Exact copies of the lines below are the goal; any images in them are dropped.

+ + + + +

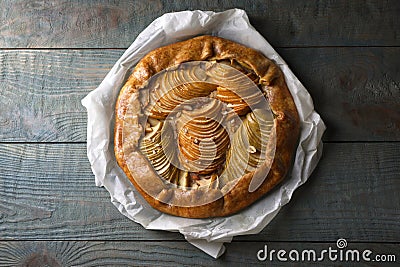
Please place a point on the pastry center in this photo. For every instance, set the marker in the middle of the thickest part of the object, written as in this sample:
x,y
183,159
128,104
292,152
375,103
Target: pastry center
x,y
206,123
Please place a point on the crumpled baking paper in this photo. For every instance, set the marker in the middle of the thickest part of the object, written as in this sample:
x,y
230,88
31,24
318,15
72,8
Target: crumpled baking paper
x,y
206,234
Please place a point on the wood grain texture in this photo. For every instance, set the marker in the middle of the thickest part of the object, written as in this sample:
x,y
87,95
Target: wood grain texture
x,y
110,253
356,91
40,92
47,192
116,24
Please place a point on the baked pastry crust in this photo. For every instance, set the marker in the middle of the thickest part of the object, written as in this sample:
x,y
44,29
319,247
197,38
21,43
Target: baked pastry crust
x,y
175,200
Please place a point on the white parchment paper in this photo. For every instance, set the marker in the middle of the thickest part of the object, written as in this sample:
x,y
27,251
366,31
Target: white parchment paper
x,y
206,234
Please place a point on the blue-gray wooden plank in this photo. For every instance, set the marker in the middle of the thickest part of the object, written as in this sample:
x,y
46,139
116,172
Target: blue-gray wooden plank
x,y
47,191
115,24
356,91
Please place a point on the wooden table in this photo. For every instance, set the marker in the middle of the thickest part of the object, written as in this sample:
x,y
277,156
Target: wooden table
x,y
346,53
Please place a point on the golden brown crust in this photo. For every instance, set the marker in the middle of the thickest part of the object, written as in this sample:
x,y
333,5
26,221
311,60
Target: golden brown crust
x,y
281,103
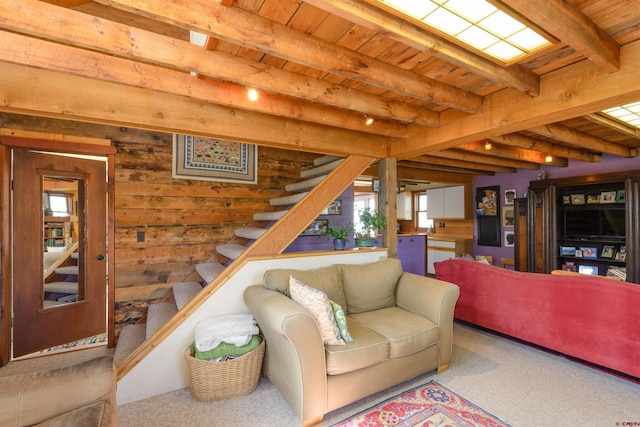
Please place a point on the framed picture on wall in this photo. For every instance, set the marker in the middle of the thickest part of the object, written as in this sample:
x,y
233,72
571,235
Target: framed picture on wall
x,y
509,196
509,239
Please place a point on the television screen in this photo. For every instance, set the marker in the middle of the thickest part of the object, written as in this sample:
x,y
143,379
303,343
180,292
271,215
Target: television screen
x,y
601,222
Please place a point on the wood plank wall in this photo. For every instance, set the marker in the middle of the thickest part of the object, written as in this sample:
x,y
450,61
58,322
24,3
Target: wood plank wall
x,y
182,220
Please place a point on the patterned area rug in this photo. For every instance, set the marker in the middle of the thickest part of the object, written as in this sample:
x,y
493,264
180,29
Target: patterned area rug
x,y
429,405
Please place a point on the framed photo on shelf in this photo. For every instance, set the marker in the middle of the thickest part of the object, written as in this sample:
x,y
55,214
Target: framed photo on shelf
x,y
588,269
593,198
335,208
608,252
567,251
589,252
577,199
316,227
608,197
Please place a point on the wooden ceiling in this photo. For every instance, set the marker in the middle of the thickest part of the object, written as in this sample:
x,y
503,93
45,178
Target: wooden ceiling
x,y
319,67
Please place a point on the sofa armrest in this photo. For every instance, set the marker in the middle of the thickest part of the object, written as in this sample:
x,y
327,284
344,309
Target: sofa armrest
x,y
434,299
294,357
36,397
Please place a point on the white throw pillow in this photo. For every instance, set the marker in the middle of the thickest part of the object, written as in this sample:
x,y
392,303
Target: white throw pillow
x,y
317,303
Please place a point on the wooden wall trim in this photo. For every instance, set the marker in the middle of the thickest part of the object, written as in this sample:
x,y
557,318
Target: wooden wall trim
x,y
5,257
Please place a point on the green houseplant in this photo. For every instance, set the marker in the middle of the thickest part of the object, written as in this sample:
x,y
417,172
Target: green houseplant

+ + + + +

== PROBLEM SOLUTION ==
Please place a point on the pastry center in this photo. For every instance, set the marker in the middle of the thickest part of the object, written as in this sample:
x,y
183,159
128,104
292,152
375,103
Target: pastry center
x,y
206,123
Please place a point on the crumpled baking paper in this photo. For every instance, set the marker in the middle of the thickest part of the object, written as in this sample:
x,y
230,88
31,24
318,15
72,8
Target: crumpled baking paper
x,y
206,234
Please place a point on the wood grain texture in this photo. For every instance, set the marker in the middle of the thickest part of the object, written as in this sample:
x,y
87,95
Target: wood grain texture
x,y
110,253
356,91
40,92
47,192
116,24
Please place a point on the baked pastry crust in this photo. For every instance, set the marker in the middle of the thickest part of the object, written as in this sample:
x,y
44,29
319,247
197,38
21,43
Target: baked pastry crust
x,y
175,200
Please place a point on the white parchment paper in this photo. For every instance, set the marker in the middle of the thickest part of the object, written as in this sample:
x,y
27,251
366,31
Target: white parchment paper
x,y
206,234
Please place a point on the blue-gray wooden plank in this photo. For every instance, set the marker in the middle of the thickest part of the object, written as in this sample:
x,y
46,139
116,172
Target: blue-gray wooden plank
x,y
47,191
115,24
356,91
Please place a point on the wooden table in this photo. For every instance, set the marker in the middle of the thickest part of the object, written as in this sample:
x,y
277,156
Target: wooden table
x,y
346,53
Please place a point on the golden brown crust in this photo. For every instance, set the marker in the middle of the thickest part of the object, written as in this sample:
x,y
333,5
26,221
311,60
Target: golden brown crust
x,y
281,103
Please place a point on the framed picture on wall in this photo. For every instance, set the marker in the middle of the thickest part of the object, written as in this sample:
x,y
233,72
571,235
Target: framed picture on wall
x,y
509,196
509,239
Please place a point on the television screen in this photo. For every instance, set the marker in the middle of the thickest part of the object, written as in this sample:
x,y
143,379
303,343
180,292
271,215
Target: television screen
x,y
601,222
Please place a point on the wood plank wall in this photo. For every instance, set the marker in the middle of the thickest part of the object, written as in this sample:
x,y
450,61
58,322
24,3
Target: wood plank wall
x,y
182,220
Please place a point on the patterned area rug in this photo. For every instance, set the marker in the middle of the thickest part of the object, written as in this sample:
x,y
493,264
180,29
Target: patterned area rug
x,y
429,405
Please place a point on the framed photo on shelf in this photo. For every instance, set the marker in the middle of the thickest part of the object, written as in this sample:
x,y
55,214
Target: framed photo on shelf
x,y
588,269
593,198
335,208
608,252
567,251
589,252
577,199
316,227
608,197
Please place a point on the wooden ceiling in this photo. For every instance, set the marker in the middle of the thickest part of the object, written as in this sample:
x,y
503,93
45,178
Target: wooden ceiling
x,y
319,67
Please place a point on the sofa armrest in this photo. For every instance, set the marker in the middle of the thickest part of the object, written as in this sample:
x,y
327,284
344,309
Target: sofa armrest
x,y
434,299
294,357
36,397
Please place a point on the white throw pillow in this photo. For every instance, set the marker in the middle of the thickest part of the object, written as in this sample:
x,y
392,303
Target: white throw pillow
x,y
317,303
Please place a point on the wooden wall trim in this photo. For every instance, set the marker in the middle of the thickest part of the object, written as in this sample:
x,y
557,318
Target: wooden wall trim
x,y
5,257
Please place a point on the green houseplant in this photo. For every instance, set the marker in the middle of the thickest part of the object, written as in this sample:
x,y
417,172
Target: green houseplant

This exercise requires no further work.